§ TAREFAS
(1) Transcreva a parte do trecho sobre o censo do autismo que fica entre "Para Ana Paula" e "condição de autista.", incluindo essas duas passagens.
(2) Escreva a continuação do trecho sobre o censo do autismo, começando logo após a última frase dele.

═══ TRECHO ═══

Estima-se que 70 milhões de pessoas no mundo tenham autismo, sendo 2 milhões delas no Brasil, mas até hoje nenhum levantamento foi realizado no país para identificar essa população. Segundo César Martins, coordenador do Moab e pai de autista, o censo vai ajudar a direcionar políticas públicas e fortalecerá a luta dos autistas.
— A gente meio que anda às escuras. Esse censo é importante porque as políticas públicas precisam ser baseadas em boas informações. É importante que se conheça o número de pessoas com autismo para que mais pesquisas sejam feitas e haja interesse maior da indústria – apontou.
Para Ana Paula Gulias, também integrante do Moab, o censo vai ajudar a revelar quantos autistas severos existem. Hoje, conforme observou, é predominantemente divulgado que uma minoria se enquadra no grau mais alto do espectro.
— Os autistas severos estão invisíveis, escondidos dentro de casa. Não sabemos se são minoria – observou.
Outras medidas defendidas pelos debatedores incluem a necessidade de fortalecer o diagnóstico precoce, o incentivo a pesquisas sobre o uso da cannabis medicinal; além do registro em carteira de identidade da condição de autista.
Confinamento
Apesar dos avanços no âmbito legislativo, garantir direitos a pessoas com autismo e outras deficiências ainda é um desafio. Simone Franco, jornalista, mãe de autista e diretora parlamentar do Moab, chamou a atenção para relatório divulgado em maio pela Human Rights Watch que revelou que milhares de crianças e adultos com deficiência no Brasil estão confinados em instituições de acolhimento, sem necessidade.

═══ MATERIAL FORNECIDO ═══

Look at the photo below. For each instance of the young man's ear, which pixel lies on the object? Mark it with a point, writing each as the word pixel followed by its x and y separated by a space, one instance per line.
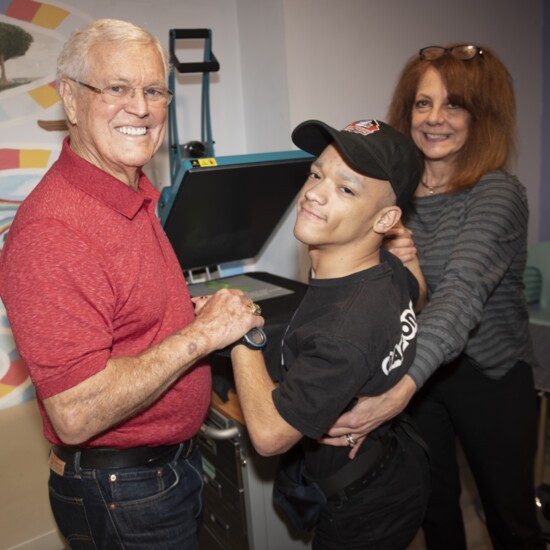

═══

§ LISTA DE RESPOSTAS
(1)
Para Ana Paula Gulias, também integrante do Moab, o censo vai ajudar a revelar quantos autistas severos existem. Hoje, conforme observou, é predominantemente divulgado que uma minoria se enquadra no grau mais alto do espectro.
— Os autistas severos estão invisíveis, escondidos dentro de casa. Não sabemos se são minoria – observou.
Outras medidas defendidas pelos debatedores incluem a necessidade de fortalecer o diagnóstico precoce, o incentivo a pesquisas sobre o uso da cannabis medicinal; além do registro em carteira de identidade da condição de autista.

(2)
De acordo com o documento, feito com base em visitas a 19 instituições de acolhimento nos estados do Rio de Janeiro, São Paulo, Bahia e no Distrito Federal, entre novembro de 2016 e março de 2018, esses abrigos não proviam mais do que as necessidades básicas de seus residentes, com poucas oportunidades de contato relevante com a comunidade ou de desenvolvimento pessoal. O uso de medicamentos sem prescrição terapêutica e condições degradantes foram outros problemas encontrados.
— Muitas dessas pessoas certamente são autistas severos privados de condição mínima de desenvolvimento. As pessoas não devem ser confinadas, não devem ser privadas do convívio social e familiar – defendeu Simone.
O coordenador-geral de Promoção dos Direitos da Pessoa com Deficiência do Ministério dos Direitos Humanos, Josué da Silva, classificou como inaceitável essa situação revelada pelo relatório da Human Rights Watch.
— Isso é inaceitável, porque a gente está falando de gente – lamentou.
Preconceito e desconhecimento
Além da falta de apoio do Estado, muitos autistas também não recebem em casa estímulos e atenção. Josué da Silva observou que muitas das pessoas que estão nos abrigos foram abandonadas pelas famílias.
O preconceito e o desconhecimento sobre o autismo são outras dificuldades enfrentadas pelos autistas segundo a ativista Luciane Hatadani. Diagnosticada com autismo na infância, ela recebeu o apoio dos pais e hoje é doutora em Genética e Biologia Molecular. Durante a audiência, Luciane buscou demonstrar que muitos dos estigmas que acompanham os autistas não têm qualquer base científica.
— O maior mito de todos é de que autistas não podem defender seus próprios direitos. Na verdade, é isso que nós queremos fazer. Se você quiser aprender sobre autismo, pergunte para um autista – afirmou.
O estudante Igor Ceolin relatou dificuldades de inserção no mercado de trabalho.
— Dizem que eu não tenho experiência. Como vou ter experiência se não me dão emprego? Não gosto de ser tratado como coitadinho – disse.
Dia Mundial do Orgulho Autista
Criado em 2005 e comemorado anualmente em 18 de junho, o Dia Mundial do Orgulho Autista tem como objetivo mudar a visão dos meios de comunicação e da sociedade sobre o autismo, passando da condição de “doença” para “diferença”.